Region pointing data:
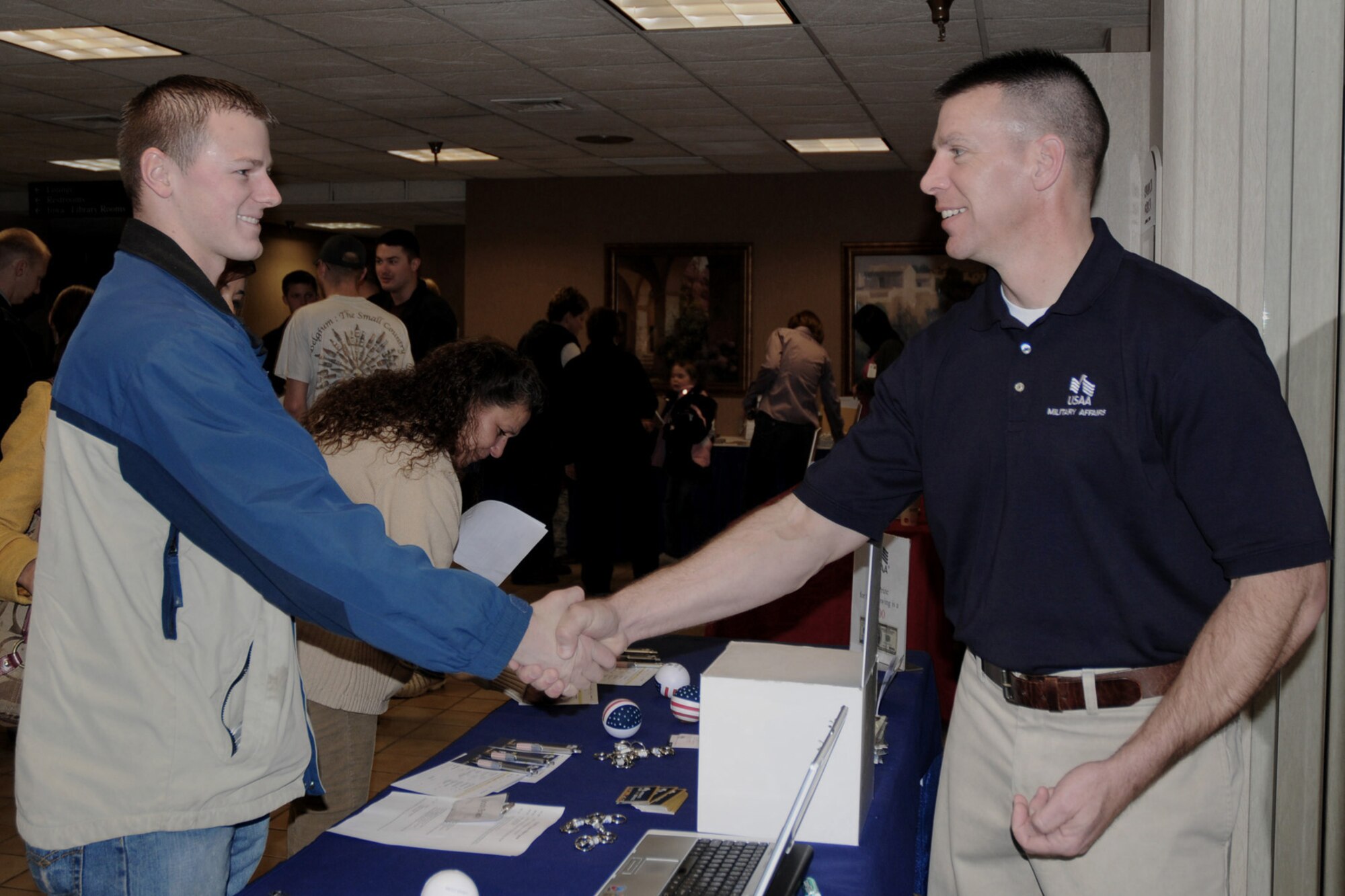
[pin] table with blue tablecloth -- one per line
(886, 861)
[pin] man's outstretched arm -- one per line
(1260, 624)
(765, 556)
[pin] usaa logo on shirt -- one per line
(1079, 400)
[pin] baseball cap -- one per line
(344, 251)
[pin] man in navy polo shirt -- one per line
(1118, 494)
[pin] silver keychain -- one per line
(626, 752)
(601, 836)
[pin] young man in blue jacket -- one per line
(186, 518)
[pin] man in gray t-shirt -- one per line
(341, 337)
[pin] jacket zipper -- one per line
(235, 732)
(173, 585)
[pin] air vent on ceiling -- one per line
(99, 120)
(660, 161)
(545, 104)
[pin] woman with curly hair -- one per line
(396, 440)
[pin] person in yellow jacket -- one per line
(22, 454)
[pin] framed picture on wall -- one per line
(687, 300)
(913, 283)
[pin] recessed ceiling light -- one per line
(661, 15)
(341, 225)
(606, 139)
(461, 154)
(93, 42)
(841, 145)
(88, 165)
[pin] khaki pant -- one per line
(345, 763)
(1175, 838)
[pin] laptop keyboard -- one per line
(716, 868)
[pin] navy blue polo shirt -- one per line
(1094, 481)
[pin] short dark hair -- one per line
(21, 243)
(812, 321)
(693, 366)
(568, 300)
(1056, 91)
(297, 278)
(401, 239)
(67, 311)
(603, 326)
(171, 115)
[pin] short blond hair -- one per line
(171, 115)
(20, 243)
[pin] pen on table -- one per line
(498, 764)
(539, 747)
(529, 759)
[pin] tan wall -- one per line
(282, 253)
(442, 260)
(525, 239)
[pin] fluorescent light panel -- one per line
(841, 145)
(93, 42)
(461, 154)
(662, 15)
(88, 165)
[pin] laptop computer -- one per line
(681, 862)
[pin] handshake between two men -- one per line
(570, 643)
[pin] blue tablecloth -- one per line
(884, 862)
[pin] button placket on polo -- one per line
(1024, 388)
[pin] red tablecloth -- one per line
(820, 614)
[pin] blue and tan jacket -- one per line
(186, 518)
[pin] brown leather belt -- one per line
(1062, 693)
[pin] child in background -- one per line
(688, 432)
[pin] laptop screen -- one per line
(801, 803)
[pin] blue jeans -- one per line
(206, 861)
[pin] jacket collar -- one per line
(1089, 282)
(155, 247)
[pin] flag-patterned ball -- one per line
(622, 717)
(687, 702)
(670, 677)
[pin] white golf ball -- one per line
(450, 883)
(672, 677)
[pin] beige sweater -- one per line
(420, 506)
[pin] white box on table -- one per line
(765, 709)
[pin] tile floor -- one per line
(410, 732)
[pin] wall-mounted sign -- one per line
(79, 200)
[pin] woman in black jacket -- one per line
(688, 427)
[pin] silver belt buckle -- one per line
(1001, 677)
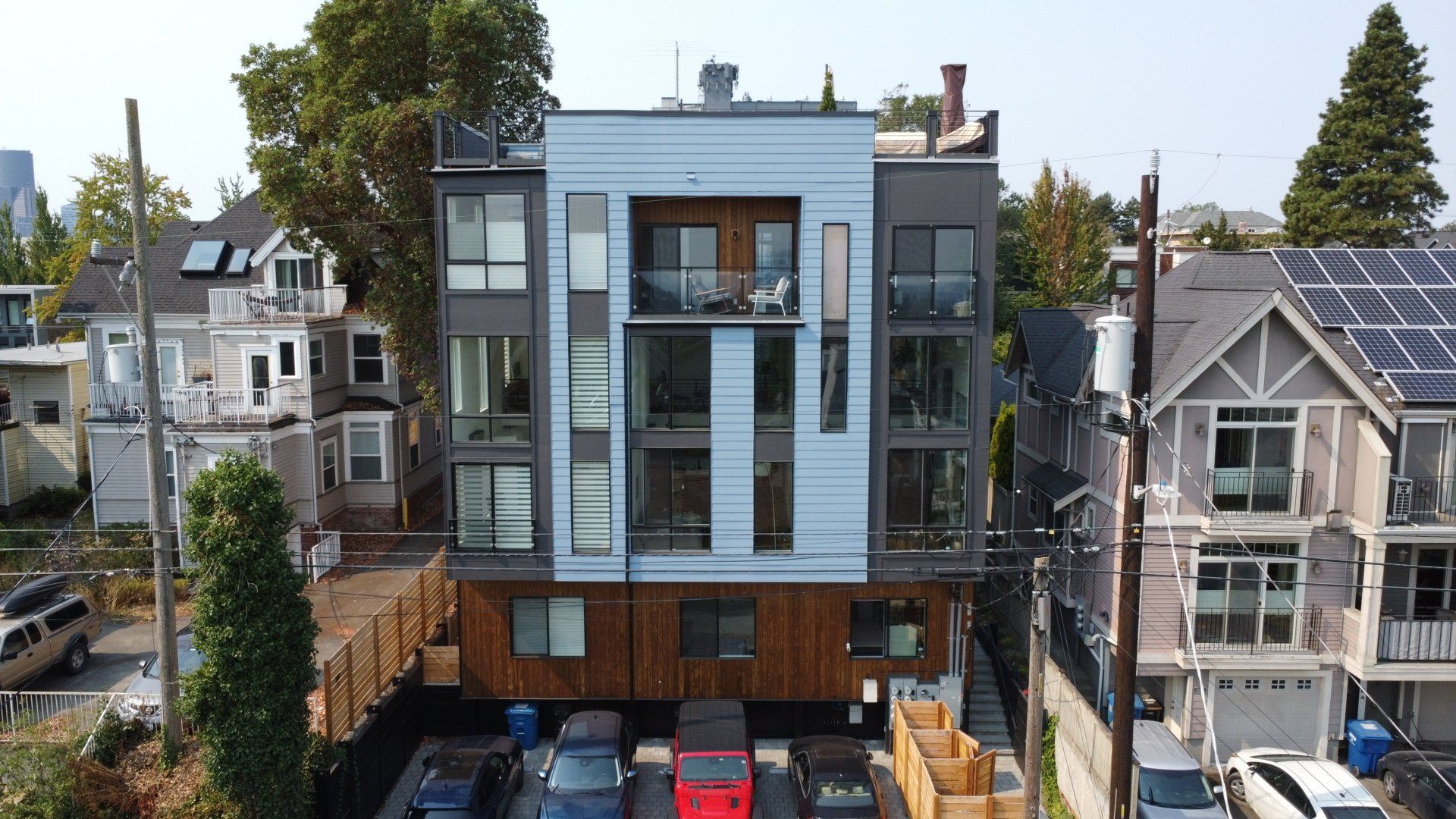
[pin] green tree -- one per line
(229, 191)
(341, 129)
(905, 111)
(1003, 445)
(253, 623)
(827, 95)
(1367, 180)
(1065, 241)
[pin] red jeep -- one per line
(712, 761)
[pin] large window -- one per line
(833, 385)
(887, 629)
(587, 241)
(774, 382)
(485, 242)
(490, 388)
(932, 273)
(548, 627)
(588, 382)
(366, 450)
(672, 500)
(927, 506)
(670, 382)
(929, 382)
(717, 627)
(772, 506)
(492, 507)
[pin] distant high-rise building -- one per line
(18, 188)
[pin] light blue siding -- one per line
(826, 162)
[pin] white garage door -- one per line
(1280, 711)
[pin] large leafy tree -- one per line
(255, 630)
(341, 136)
(1367, 180)
(1066, 240)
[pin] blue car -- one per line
(590, 774)
(472, 777)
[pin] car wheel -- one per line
(1392, 787)
(1237, 786)
(76, 657)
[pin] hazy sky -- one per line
(1090, 85)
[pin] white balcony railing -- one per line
(274, 305)
(1417, 640)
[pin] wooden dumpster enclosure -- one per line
(941, 770)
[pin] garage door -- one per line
(1280, 711)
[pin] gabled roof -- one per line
(243, 224)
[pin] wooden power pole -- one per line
(1128, 579)
(1036, 678)
(166, 629)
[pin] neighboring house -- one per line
(1272, 428)
(1177, 228)
(717, 392)
(258, 350)
(42, 431)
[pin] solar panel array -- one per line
(1397, 306)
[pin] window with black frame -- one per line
(490, 388)
(670, 382)
(928, 497)
(932, 271)
(929, 382)
(672, 500)
(717, 627)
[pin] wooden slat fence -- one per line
(941, 770)
(366, 665)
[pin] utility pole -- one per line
(1036, 681)
(166, 627)
(1128, 579)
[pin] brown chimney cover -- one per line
(952, 104)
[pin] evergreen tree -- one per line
(1367, 180)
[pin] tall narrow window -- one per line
(490, 388)
(672, 500)
(772, 506)
(927, 504)
(670, 382)
(587, 241)
(836, 271)
(590, 506)
(929, 382)
(485, 242)
(492, 507)
(774, 382)
(833, 385)
(588, 382)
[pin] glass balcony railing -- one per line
(711, 292)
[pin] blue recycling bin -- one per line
(1138, 707)
(1369, 741)
(525, 722)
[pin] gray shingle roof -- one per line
(245, 224)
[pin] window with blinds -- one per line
(492, 507)
(590, 506)
(548, 627)
(587, 241)
(588, 382)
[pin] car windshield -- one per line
(584, 774)
(188, 661)
(728, 768)
(842, 793)
(1174, 789)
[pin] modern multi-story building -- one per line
(1302, 406)
(261, 350)
(715, 400)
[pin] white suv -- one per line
(1289, 784)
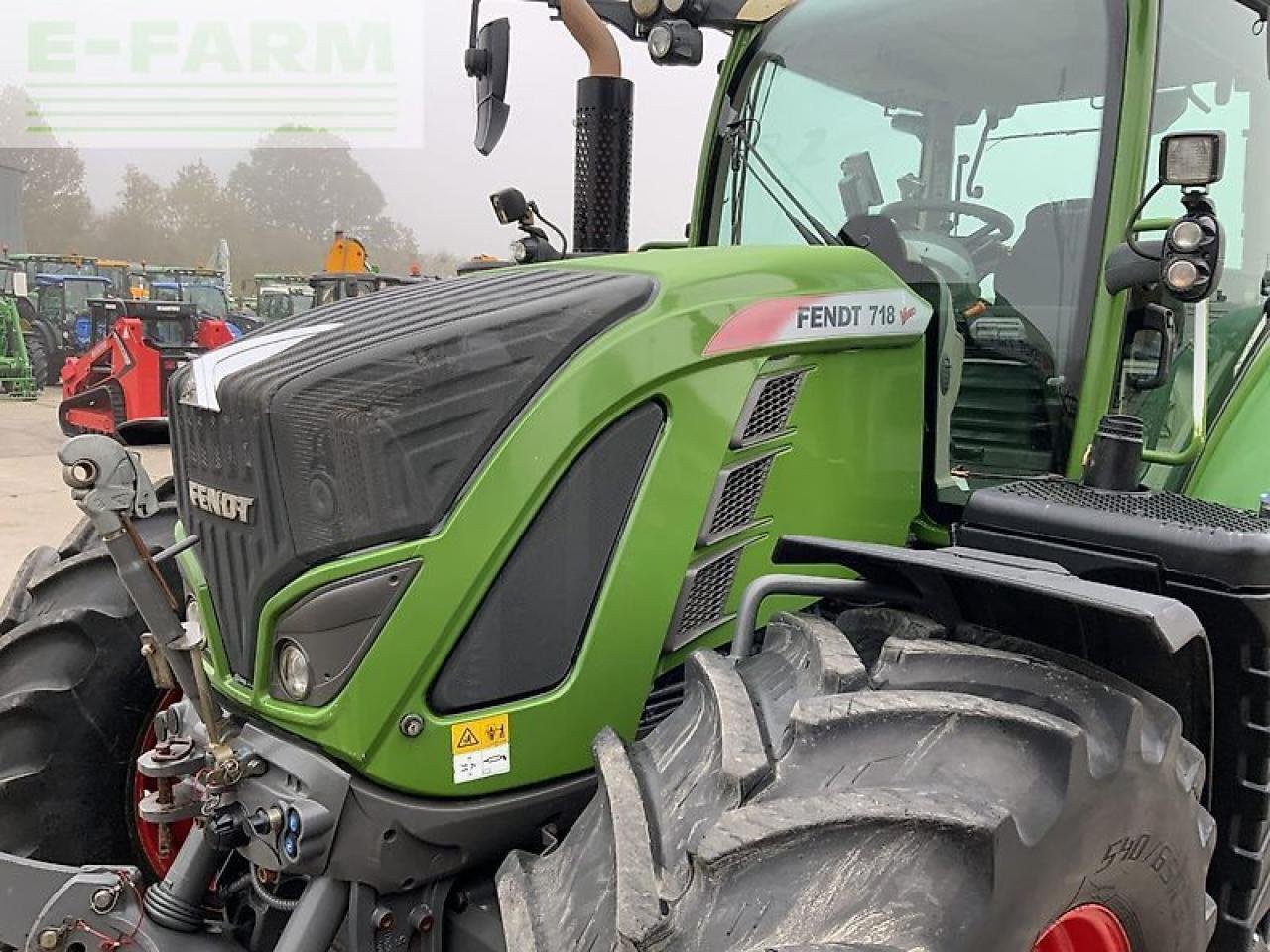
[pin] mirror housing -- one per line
(1128, 268)
(511, 207)
(1156, 325)
(488, 61)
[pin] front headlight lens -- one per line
(1187, 236)
(294, 670)
(1182, 275)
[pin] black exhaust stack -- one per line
(602, 184)
(1115, 456)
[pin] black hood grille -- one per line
(367, 433)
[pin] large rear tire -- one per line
(75, 698)
(962, 793)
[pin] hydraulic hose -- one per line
(593, 36)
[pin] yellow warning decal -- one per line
(470, 737)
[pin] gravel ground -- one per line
(37, 508)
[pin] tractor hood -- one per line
(373, 421)
(358, 424)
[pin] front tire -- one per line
(75, 698)
(960, 794)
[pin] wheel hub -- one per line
(1089, 928)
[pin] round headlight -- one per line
(1182, 275)
(294, 670)
(1187, 236)
(661, 41)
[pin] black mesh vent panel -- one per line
(703, 597)
(737, 499)
(769, 408)
(526, 634)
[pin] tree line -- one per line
(277, 208)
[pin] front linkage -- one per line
(203, 772)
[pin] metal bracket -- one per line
(108, 483)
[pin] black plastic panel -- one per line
(367, 433)
(526, 634)
(1215, 561)
(336, 625)
(1185, 536)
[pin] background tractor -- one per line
(118, 386)
(281, 296)
(348, 273)
(884, 570)
(62, 324)
(16, 376)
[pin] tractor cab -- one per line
(16, 375)
(63, 304)
(330, 287)
(127, 278)
(281, 296)
(996, 185)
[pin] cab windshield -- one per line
(208, 298)
(969, 163)
(80, 293)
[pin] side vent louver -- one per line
(735, 499)
(703, 597)
(767, 409)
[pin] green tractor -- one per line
(884, 570)
(16, 377)
(281, 296)
(60, 324)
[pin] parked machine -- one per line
(127, 278)
(348, 273)
(883, 570)
(281, 296)
(62, 324)
(36, 263)
(118, 386)
(16, 377)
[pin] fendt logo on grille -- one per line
(216, 502)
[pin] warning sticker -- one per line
(481, 748)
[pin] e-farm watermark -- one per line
(145, 73)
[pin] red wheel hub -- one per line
(158, 844)
(1084, 929)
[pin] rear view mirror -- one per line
(486, 62)
(1148, 357)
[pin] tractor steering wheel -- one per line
(998, 227)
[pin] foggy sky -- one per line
(443, 190)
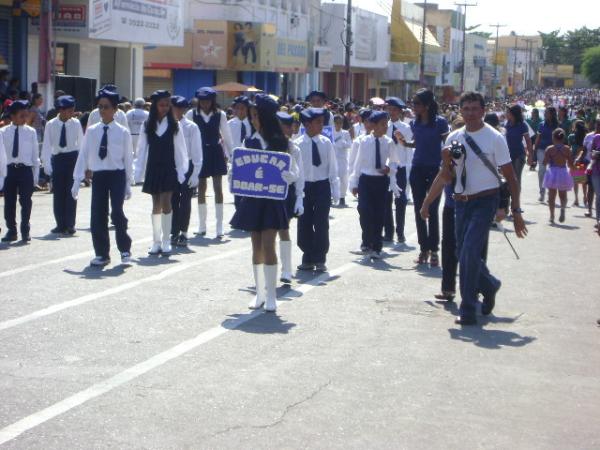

__Exercise details__:
In the copy, include exactly the lines from the one with "[pin] parked machine -- one per line" through the final line of the entries above, both ends counted, and no pictures.

__Expected answer__:
[pin] parked machine -- one per line
(127, 278)
(348, 273)
(883, 570)
(281, 296)
(62, 324)
(36, 263)
(118, 386)
(16, 377)
[pin] fendt logo on grille -- one per line
(216, 502)
[pin] warning sticker -- one per line
(481, 748)
[pin] e-farm watermark -- one per line
(145, 73)
[pin] red wheel hub -- one per line
(158, 844)
(1084, 929)
[pin] rear view mirror -- one per line
(486, 62)
(1148, 357)
[pin] tractor steering wheel -- one per line
(998, 227)
[pin] foggy sky -- one per line
(443, 190)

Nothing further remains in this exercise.